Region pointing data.
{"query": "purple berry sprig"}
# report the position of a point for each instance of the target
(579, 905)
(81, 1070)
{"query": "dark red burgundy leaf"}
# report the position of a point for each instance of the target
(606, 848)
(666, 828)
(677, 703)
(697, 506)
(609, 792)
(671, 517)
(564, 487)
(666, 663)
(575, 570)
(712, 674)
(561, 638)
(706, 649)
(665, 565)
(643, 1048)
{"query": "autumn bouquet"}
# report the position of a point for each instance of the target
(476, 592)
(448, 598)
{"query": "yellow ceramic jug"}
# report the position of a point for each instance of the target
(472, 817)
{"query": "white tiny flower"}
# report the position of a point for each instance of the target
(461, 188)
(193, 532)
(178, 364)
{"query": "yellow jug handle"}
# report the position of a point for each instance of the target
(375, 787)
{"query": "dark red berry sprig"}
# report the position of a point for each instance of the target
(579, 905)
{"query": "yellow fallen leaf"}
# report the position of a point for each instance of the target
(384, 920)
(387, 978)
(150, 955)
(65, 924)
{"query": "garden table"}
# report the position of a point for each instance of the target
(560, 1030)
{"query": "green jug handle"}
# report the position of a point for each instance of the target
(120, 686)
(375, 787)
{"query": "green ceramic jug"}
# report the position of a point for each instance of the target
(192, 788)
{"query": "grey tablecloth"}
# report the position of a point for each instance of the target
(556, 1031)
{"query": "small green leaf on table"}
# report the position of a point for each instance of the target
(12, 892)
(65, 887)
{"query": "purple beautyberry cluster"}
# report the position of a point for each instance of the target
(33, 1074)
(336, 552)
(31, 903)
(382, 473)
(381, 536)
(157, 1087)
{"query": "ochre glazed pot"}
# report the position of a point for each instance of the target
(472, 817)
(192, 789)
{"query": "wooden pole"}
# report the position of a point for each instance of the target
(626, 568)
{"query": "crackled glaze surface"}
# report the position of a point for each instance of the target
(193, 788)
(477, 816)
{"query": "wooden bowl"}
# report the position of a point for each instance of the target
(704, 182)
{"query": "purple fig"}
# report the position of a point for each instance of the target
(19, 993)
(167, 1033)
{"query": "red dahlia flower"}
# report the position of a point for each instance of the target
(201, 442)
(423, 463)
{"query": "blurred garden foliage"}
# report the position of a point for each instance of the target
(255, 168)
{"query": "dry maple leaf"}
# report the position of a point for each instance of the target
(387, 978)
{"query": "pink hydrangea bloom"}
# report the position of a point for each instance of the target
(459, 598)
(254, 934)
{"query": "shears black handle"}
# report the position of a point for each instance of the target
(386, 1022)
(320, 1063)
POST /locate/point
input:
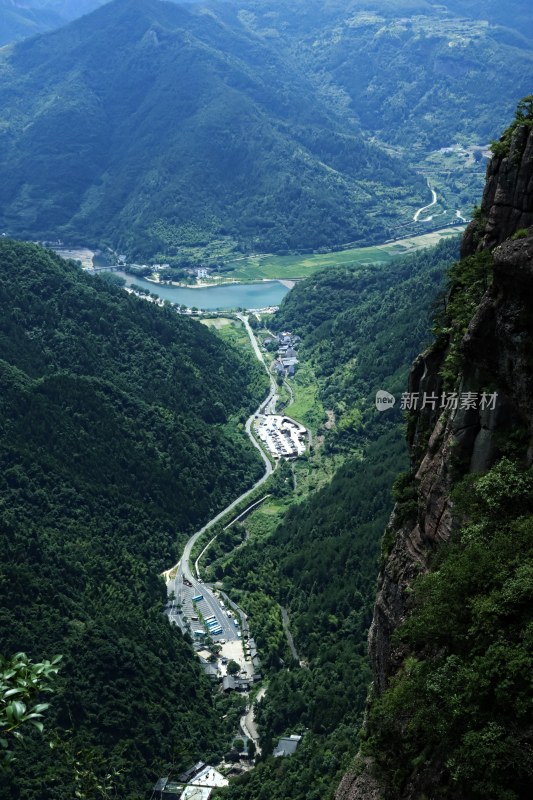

Task requirements. The answer must consist of the entries above, reproduced word for word, without any pictures.

Solution to the exercise.
{"query": "purple berry sprig"}
# report the position of a point for each instance of the target
(579, 905)
(81, 1070)
{"query": "dark red burgundy leaf"}
# report the position of a point for each instance of the target
(606, 848)
(666, 828)
(677, 703)
(697, 506)
(609, 792)
(671, 517)
(564, 487)
(666, 663)
(575, 570)
(712, 674)
(561, 638)
(706, 649)
(665, 565)
(643, 1048)
{"query": "autumn bouquet"}
# report the position of a point for each instance of the target
(476, 592)
(448, 598)
{"query": "yellow ceramic jug"}
# report the position of a point for each instance of the target
(472, 817)
{"query": "white tiny flower"}
# report the position of a point for each instance of the target
(461, 188)
(193, 532)
(178, 364)
{"query": "yellow jug handle"}
# report the position of a point for each instance of the target
(375, 787)
{"query": "dark red berry sprig"}
# report the position of a point for each instance of the target
(579, 905)
{"query": "yellow fallen leaf"}
# report the position of a point for each instance of the target
(384, 920)
(387, 978)
(150, 955)
(65, 924)
{"query": "garden table"}
# report the position of a point for each instance of the target
(560, 1030)
{"query": "green jug handle"}
# report the position of a point for each instance of the target
(120, 686)
(375, 787)
{"query": "green ceramic jug"}
# report the position of a point for each instance of the target
(192, 788)
{"query": "grey tablecloth"}
# report the position of a point for each instance of the target
(556, 1031)
{"query": "small green leaf on table"}
# report the position of a point for each instance of the target
(12, 892)
(65, 887)
{"query": "purple beautyberry cluster"}
# report the position of a point for each instance of the target
(33, 1074)
(336, 552)
(31, 903)
(382, 473)
(381, 536)
(157, 1087)
{"query": "ochre glazed pot"}
# report the position of a point for each instance of the target
(472, 817)
(192, 789)
{"query": "wooden pole"}
# report the position of a point for each instance of the target
(626, 568)
{"query": "crackled glaze surface"}
# report the position of a point for each instance of the target
(193, 788)
(477, 816)
{"query": "wooden bowl"}
# report the position of a point for each instance of the target
(704, 182)
{"query": "purple fig"}
# report the position of a point for each instance of the target
(19, 993)
(167, 1033)
{"query": "red dahlia flower"}
# report the position of a point for each instance of the target
(201, 442)
(423, 463)
{"query": "blurred garden foliage"}
# report the position of a point for each instance of the target
(255, 168)
{"query": "dry maple leaf"}
# report the position of a point for each instance of the target
(387, 978)
{"query": "pink hydrangea bloom"}
# report the position of a point for each instance of the target
(459, 598)
(254, 934)
{"query": "shears black handle"}
# report the position of a point for each instance of the target
(386, 1022)
(320, 1063)
POST /locate/point
input:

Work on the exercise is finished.